Dataset entries

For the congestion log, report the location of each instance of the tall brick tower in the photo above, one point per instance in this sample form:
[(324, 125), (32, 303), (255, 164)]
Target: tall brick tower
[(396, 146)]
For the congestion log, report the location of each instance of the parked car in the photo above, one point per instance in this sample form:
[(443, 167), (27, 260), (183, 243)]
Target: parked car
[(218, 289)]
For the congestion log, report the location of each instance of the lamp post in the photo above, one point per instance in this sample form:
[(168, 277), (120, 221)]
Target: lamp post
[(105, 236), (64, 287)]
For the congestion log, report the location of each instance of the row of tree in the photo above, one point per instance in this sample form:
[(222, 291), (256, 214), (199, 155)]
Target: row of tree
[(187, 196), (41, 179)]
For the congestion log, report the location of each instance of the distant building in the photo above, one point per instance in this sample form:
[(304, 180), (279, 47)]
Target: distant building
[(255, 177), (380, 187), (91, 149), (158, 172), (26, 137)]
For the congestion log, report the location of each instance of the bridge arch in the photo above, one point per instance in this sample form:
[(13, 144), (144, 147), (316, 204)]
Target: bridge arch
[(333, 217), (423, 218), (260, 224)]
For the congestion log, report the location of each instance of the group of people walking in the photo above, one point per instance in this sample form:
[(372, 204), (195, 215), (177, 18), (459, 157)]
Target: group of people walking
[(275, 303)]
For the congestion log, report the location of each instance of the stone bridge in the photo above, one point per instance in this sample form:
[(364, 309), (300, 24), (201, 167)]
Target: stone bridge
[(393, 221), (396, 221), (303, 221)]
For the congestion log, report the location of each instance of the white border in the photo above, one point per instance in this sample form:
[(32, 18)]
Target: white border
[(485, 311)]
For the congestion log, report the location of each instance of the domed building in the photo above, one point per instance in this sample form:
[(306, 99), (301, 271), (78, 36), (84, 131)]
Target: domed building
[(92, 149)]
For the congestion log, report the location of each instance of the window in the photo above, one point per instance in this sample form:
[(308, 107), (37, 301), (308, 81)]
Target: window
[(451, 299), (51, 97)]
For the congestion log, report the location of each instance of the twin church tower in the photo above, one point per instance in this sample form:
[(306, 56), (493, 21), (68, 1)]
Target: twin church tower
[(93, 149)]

...

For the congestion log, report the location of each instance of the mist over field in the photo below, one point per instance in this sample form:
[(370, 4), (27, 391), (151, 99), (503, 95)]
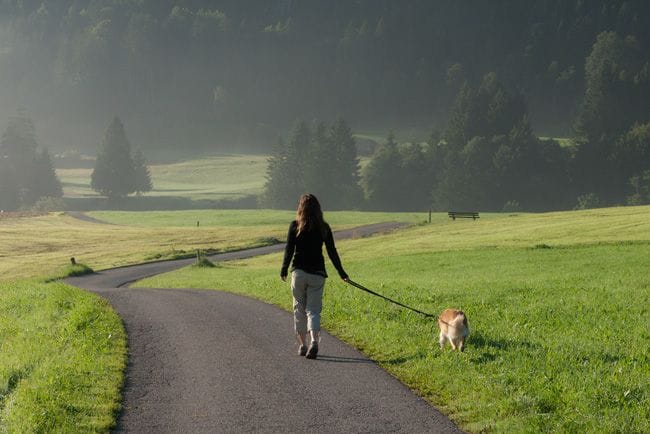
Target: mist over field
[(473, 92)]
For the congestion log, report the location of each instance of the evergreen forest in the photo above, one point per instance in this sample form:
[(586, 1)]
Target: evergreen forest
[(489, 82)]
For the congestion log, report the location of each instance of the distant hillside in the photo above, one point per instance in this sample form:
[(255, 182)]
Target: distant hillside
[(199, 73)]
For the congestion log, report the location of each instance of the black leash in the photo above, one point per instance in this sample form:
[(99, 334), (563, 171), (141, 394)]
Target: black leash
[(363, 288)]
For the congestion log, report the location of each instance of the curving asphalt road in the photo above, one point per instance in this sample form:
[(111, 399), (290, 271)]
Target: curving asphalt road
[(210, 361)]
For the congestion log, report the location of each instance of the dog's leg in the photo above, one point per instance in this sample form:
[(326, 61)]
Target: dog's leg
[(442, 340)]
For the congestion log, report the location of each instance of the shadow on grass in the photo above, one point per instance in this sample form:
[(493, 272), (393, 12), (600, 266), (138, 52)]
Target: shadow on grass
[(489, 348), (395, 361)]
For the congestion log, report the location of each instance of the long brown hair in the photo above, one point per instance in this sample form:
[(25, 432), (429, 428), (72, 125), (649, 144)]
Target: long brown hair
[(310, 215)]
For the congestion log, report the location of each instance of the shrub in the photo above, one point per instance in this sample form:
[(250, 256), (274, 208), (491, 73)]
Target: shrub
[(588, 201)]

▶ [Work task]: Your task for the entries above: copy exactly the span starting with the line with "of the tall" and going on through the line with "[(13, 144), (144, 147), (316, 204)]", both lines included, and nothing else.

▶ [Result for this exercise]:
For the congestion log, report the location of each instance of the tall brick tower in the photo above, one point per instance in this sample form:
[(324, 125), (32, 303), (255, 164)]
Target: tall brick tower
[(396, 146)]
For the congestion log, report the location of each instance of the parked car in the photo above, one point per instance in this sample form:
[(443, 167), (27, 260), (183, 243)]
Target: parked car
[(218, 289)]
For the congestion log, report the location of each instance of the lamp post in the photo above, one point per instance in this sample form:
[(168, 277), (120, 221)]
Target: lamp post
[(105, 236), (64, 287)]
For the congestion log, report the location of each instance of the row of tree in the photo above, one point per instance in this sample form:
[(222, 291), (256, 214), (199, 155)]
Target: row of tree
[(187, 196), (41, 179)]
For the congestion log, report the location of each instance of the distant building in the photo above, one point per instance in this sample form:
[(304, 180), (279, 47)]
Target: distant building
[(255, 177), (380, 187), (91, 149), (158, 172), (26, 137)]
For the congestion log, report the location of each instance of the bridge arch in the photo above, one point per instance in this sample form:
[(13, 144), (144, 147), (316, 204)]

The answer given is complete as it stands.